For each entry, repeat the text exactly and omit any picture it holds.
PROVIDED DATA: Begin
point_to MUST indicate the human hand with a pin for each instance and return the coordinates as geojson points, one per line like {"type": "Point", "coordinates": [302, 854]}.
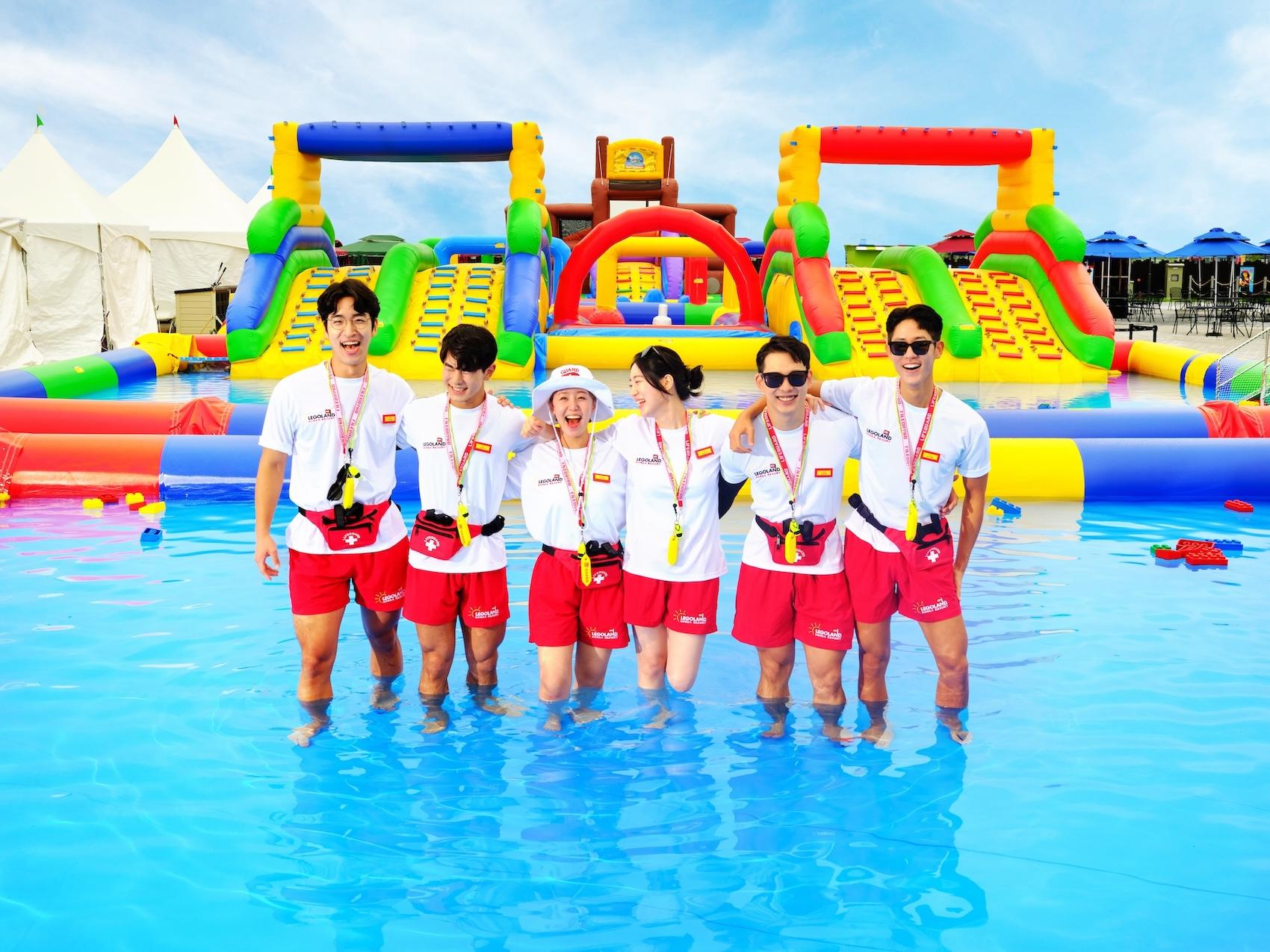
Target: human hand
{"type": "Point", "coordinates": [267, 550]}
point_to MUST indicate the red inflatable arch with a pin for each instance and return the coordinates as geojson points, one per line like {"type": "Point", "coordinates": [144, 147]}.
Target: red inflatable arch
{"type": "Point", "coordinates": [639, 221]}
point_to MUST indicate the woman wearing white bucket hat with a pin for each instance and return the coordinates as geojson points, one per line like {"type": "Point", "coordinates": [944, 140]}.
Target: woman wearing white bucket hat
{"type": "Point", "coordinates": [573, 491]}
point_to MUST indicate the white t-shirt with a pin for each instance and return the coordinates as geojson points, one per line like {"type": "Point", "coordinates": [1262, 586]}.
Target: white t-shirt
{"type": "Point", "coordinates": [832, 438]}
{"type": "Point", "coordinates": [649, 513]}
{"type": "Point", "coordinates": [536, 478]}
{"type": "Point", "coordinates": [484, 479]}
{"type": "Point", "coordinates": [301, 422]}
{"type": "Point", "coordinates": [958, 442]}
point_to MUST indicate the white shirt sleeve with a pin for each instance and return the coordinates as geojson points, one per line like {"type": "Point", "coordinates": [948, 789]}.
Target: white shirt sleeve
{"type": "Point", "coordinates": [974, 460]}
{"type": "Point", "coordinates": [279, 431]}
{"type": "Point", "coordinates": [840, 393]}
{"type": "Point", "coordinates": [734, 466]}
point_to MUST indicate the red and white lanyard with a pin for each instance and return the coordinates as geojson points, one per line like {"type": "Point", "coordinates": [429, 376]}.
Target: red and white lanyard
{"type": "Point", "coordinates": [914, 455]}
{"type": "Point", "coordinates": [678, 491]}
{"type": "Point", "coordinates": [460, 466]}
{"type": "Point", "coordinates": [347, 433]}
{"type": "Point", "coordinates": [791, 480]}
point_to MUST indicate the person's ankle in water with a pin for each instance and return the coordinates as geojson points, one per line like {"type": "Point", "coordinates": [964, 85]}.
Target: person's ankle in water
{"type": "Point", "coordinates": [831, 723]}
{"type": "Point", "coordinates": [319, 720]}
{"type": "Point", "coordinates": [778, 710]}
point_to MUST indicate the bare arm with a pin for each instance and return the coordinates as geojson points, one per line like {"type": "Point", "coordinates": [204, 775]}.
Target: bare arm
{"type": "Point", "coordinates": [972, 520]}
{"type": "Point", "coordinates": [268, 488]}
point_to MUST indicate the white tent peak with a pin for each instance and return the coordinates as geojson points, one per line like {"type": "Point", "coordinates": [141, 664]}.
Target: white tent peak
{"type": "Point", "coordinates": [178, 196]}
{"type": "Point", "coordinates": [42, 187]}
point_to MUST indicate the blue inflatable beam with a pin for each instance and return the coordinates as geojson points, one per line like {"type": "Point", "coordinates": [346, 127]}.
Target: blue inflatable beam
{"type": "Point", "coordinates": [131, 364]}
{"type": "Point", "coordinates": [522, 281]}
{"type": "Point", "coordinates": [1175, 470]}
{"type": "Point", "coordinates": [21, 384]}
{"type": "Point", "coordinates": [1110, 424]}
{"type": "Point", "coordinates": [406, 141]}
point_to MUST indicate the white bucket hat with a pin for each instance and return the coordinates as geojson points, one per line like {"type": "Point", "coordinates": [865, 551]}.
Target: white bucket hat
{"type": "Point", "coordinates": [572, 376]}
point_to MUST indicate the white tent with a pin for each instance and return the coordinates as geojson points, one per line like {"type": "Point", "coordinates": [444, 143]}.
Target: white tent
{"type": "Point", "coordinates": [261, 197]}
{"type": "Point", "coordinates": [197, 225]}
{"type": "Point", "coordinates": [87, 263]}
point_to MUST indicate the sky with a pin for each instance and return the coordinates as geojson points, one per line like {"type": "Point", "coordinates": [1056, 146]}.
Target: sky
{"type": "Point", "coordinates": [1159, 108]}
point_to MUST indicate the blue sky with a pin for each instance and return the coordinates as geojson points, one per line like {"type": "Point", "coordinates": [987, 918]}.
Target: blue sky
{"type": "Point", "coordinates": [1159, 108]}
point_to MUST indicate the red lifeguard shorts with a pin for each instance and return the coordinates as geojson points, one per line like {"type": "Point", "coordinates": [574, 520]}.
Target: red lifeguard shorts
{"type": "Point", "coordinates": [774, 609]}
{"type": "Point", "coordinates": [689, 607]}
{"type": "Point", "coordinates": [880, 583]}
{"type": "Point", "coordinates": [319, 582]}
{"type": "Point", "coordinates": [479, 600]}
{"type": "Point", "coordinates": [562, 615]}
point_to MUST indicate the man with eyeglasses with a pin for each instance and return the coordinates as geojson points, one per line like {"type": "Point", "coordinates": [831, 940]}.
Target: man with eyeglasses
{"type": "Point", "coordinates": [338, 422]}
{"type": "Point", "coordinates": [791, 587]}
{"type": "Point", "coordinates": [899, 551]}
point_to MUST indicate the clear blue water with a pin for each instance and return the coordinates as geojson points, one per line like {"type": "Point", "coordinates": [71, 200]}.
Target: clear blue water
{"type": "Point", "coordinates": [724, 390]}
{"type": "Point", "coordinates": [1117, 792]}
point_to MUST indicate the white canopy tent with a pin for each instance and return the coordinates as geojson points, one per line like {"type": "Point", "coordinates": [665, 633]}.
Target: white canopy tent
{"type": "Point", "coordinates": [197, 225]}
{"type": "Point", "coordinates": [85, 263]}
PROVIDED DATA: End
■ PROBLEM SOLUTION
point_to MUST indicate the human hand with a pin for each instance and return the coordinates as geojson points, one per line like {"type": "Point", "coordinates": [302, 854]}.
Target: human hand
{"type": "Point", "coordinates": [267, 550]}
point_to MUST indicate the red inflatable arch with a pin for each instance and return the coordinates as geojson points, one per line like {"type": "Point", "coordinates": [144, 147]}.
Target: red inflatable arch
{"type": "Point", "coordinates": [639, 221]}
point_to MUST indicate the woman wearing white bucket hat with a pin for each instance and return the coordinates as geojson points, one per line like {"type": "Point", "coordinates": [944, 140]}.
Target: woman wearing white bucket hat
{"type": "Point", "coordinates": [573, 491]}
point_to MUST indicate the white t-shirt with a pin for each instance and return the coordinates as geojson points, one per line like {"type": "Point", "coordinates": [1262, 586]}.
Target: white t-shirt
{"type": "Point", "coordinates": [832, 438]}
{"type": "Point", "coordinates": [649, 513]}
{"type": "Point", "coordinates": [536, 478]}
{"type": "Point", "coordinates": [484, 479]}
{"type": "Point", "coordinates": [301, 422]}
{"type": "Point", "coordinates": [958, 442]}
point_to MUST indicate the white shirt sleeve with a pin for each instance and return the coordinates as geojson points, one per line like {"type": "Point", "coordinates": [948, 789]}.
Target: white shirt sleeve
{"type": "Point", "coordinates": [974, 460]}
{"type": "Point", "coordinates": [279, 431]}
{"type": "Point", "coordinates": [840, 393]}
{"type": "Point", "coordinates": [734, 466]}
point_to MUST indicate the red and white lanyard with a pin for each instance and return the coordinates as geojson points, one per line like {"type": "Point", "coordinates": [429, 376]}.
Target: red and white lanyard
{"type": "Point", "coordinates": [914, 455]}
{"type": "Point", "coordinates": [678, 491]}
{"type": "Point", "coordinates": [460, 466]}
{"type": "Point", "coordinates": [347, 433]}
{"type": "Point", "coordinates": [791, 480]}
point_to MUST indicate the person's ankle in water with a pin for each instance and return the coordinates as geojson points, one per line like {"type": "Point", "coordinates": [964, 85]}.
Target: person's ankle in water
{"type": "Point", "coordinates": [831, 723]}
{"type": "Point", "coordinates": [319, 720]}
{"type": "Point", "coordinates": [778, 710]}
point_to MUST indicate the bare arm with a pin for each instance and return the coordinates as geojson points, one per line like {"type": "Point", "coordinates": [204, 775]}.
Target: bare arm
{"type": "Point", "coordinates": [972, 520]}
{"type": "Point", "coordinates": [268, 488]}
point_to MUST indicate the white tent peak with a pin for each instance and return the coordinates as geojson points, one per line like {"type": "Point", "coordinates": [141, 664]}.
Target: white tent peak
{"type": "Point", "coordinates": [178, 196]}
{"type": "Point", "coordinates": [42, 187]}
point_to MUST indicate the blue inflatable beam with a pin for each instance and return the coordinates as geojson points, one per line like {"type": "Point", "coordinates": [346, 127]}.
Target: blue inflatable beam
{"type": "Point", "coordinates": [131, 364]}
{"type": "Point", "coordinates": [522, 281]}
{"type": "Point", "coordinates": [1175, 470]}
{"type": "Point", "coordinates": [21, 384]}
{"type": "Point", "coordinates": [1110, 424]}
{"type": "Point", "coordinates": [406, 141]}
point_to MUST indicate the white bucket hat with a pin for each instance and return the coordinates as geojson points, one per line like {"type": "Point", "coordinates": [865, 551]}.
Target: white bucket hat
{"type": "Point", "coordinates": [572, 376]}
point_to MUST indicate the white tent with a pin for each instance and return the coordinates as geojson points, one per line like {"type": "Point", "coordinates": [444, 143]}.
Target: white tent
{"type": "Point", "coordinates": [261, 197]}
{"type": "Point", "coordinates": [197, 225]}
{"type": "Point", "coordinates": [87, 263]}
point_to MUST indicate the sky with a pin for each instance and return the coordinates as geojson points, one per line like {"type": "Point", "coordinates": [1056, 146]}.
Target: sky
{"type": "Point", "coordinates": [1159, 108]}
point_to MUST indicate the blue sky with a pin for each instance and return the coordinates as geojson points, one per line like {"type": "Point", "coordinates": [987, 918]}.
Target: blue sky
{"type": "Point", "coordinates": [1159, 108]}
point_to MUST indicate the red lifeguard shorts with a pin for each instance and return the coordinates as geojson points, one per line like {"type": "Point", "coordinates": [574, 520]}.
Target: red lifeguard shorts
{"type": "Point", "coordinates": [774, 609]}
{"type": "Point", "coordinates": [689, 607]}
{"type": "Point", "coordinates": [880, 583]}
{"type": "Point", "coordinates": [319, 582]}
{"type": "Point", "coordinates": [479, 600]}
{"type": "Point", "coordinates": [562, 615]}
point_to MUST indicate the man with eyeglasses with a pin for each instance and return the coordinates as geojson points, one per line like {"type": "Point", "coordinates": [831, 940]}.
Target: man with eyeglasses
{"type": "Point", "coordinates": [338, 422]}
{"type": "Point", "coordinates": [791, 587]}
{"type": "Point", "coordinates": [899, 551]}
point_to MUST indicate the clear blue water with a pin for each instance and return the coordinates as geojson points, one per line like {"type": "Point", "coordinates": [71, 200]}.
Target: clear blue water
{"type": "Point", "coordinates": [724, 390]}
{"type": "Point", "coordinates": [1117, 792]}
point_to MUST indicate the white canopy tent with a pin for each instance and return the coordinates as geojson points, one per line like {"type": "Point", "coordinates": [665, 633]}.
Target: white canopy tent
{"type": "Point", "coordinates": [197, 225]}
{"type": "Point", "coordinates": [85, 263]}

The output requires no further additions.